The problem:
Please return the records below exactly as they appear, leaving every picture out.

(Stored records)
○ ○ ○ ○
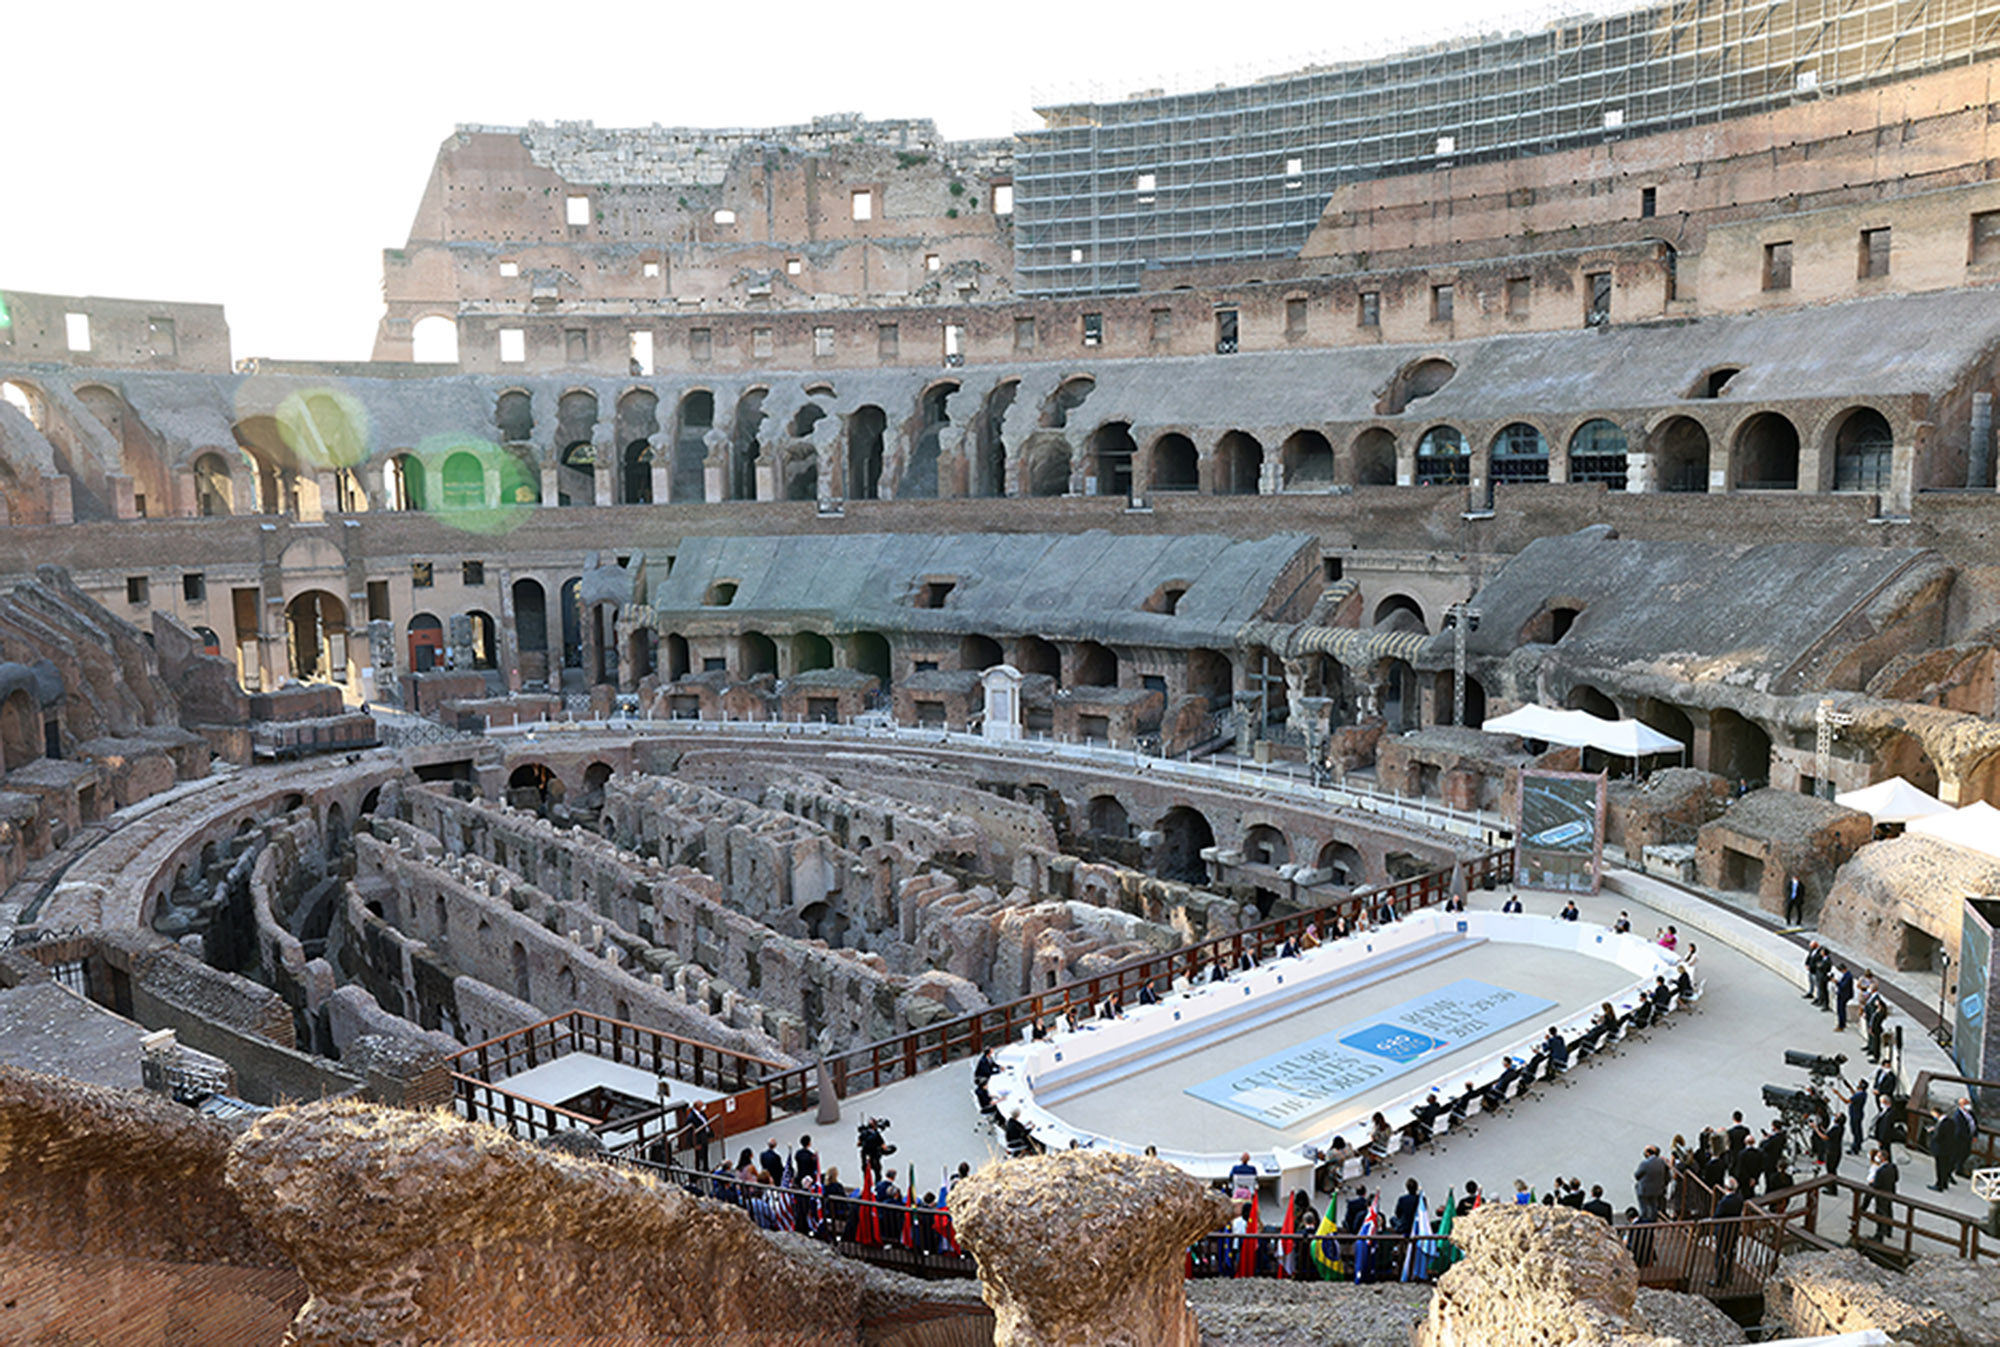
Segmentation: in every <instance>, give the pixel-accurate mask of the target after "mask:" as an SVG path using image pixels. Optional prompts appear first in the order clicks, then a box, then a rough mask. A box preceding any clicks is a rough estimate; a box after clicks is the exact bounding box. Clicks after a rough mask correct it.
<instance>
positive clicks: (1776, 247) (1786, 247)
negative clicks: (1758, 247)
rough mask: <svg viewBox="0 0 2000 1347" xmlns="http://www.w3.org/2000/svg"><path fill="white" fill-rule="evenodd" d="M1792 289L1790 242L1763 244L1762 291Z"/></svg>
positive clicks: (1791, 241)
○ ○ ○ ○
Solution to the exercise:
Segmentation: in every <instance>, give the pixel-accurate mask of the target after "mask:" as an SVG path using image pixels. Optional prompts appear first in the order clicks, then a box, then a rough mask. A box preceding any clicks is a rough estimate; a box after clicks is the exact bounding box. Clicks after a rough mask correct it.
<instance>
positive clicks: (1776, 247) (1786, 247)
negative clicks: (1758, 247)
rough mask: <svg viewBox="0 0 2000 1347" xmlns="http://www.w3.org/2000/svg"><path fill="white" fill-rule="evenodd" d="M1792 289L1790 242L1763 244L1762 291Z"/></svg>
positive clicks: (1791, 241)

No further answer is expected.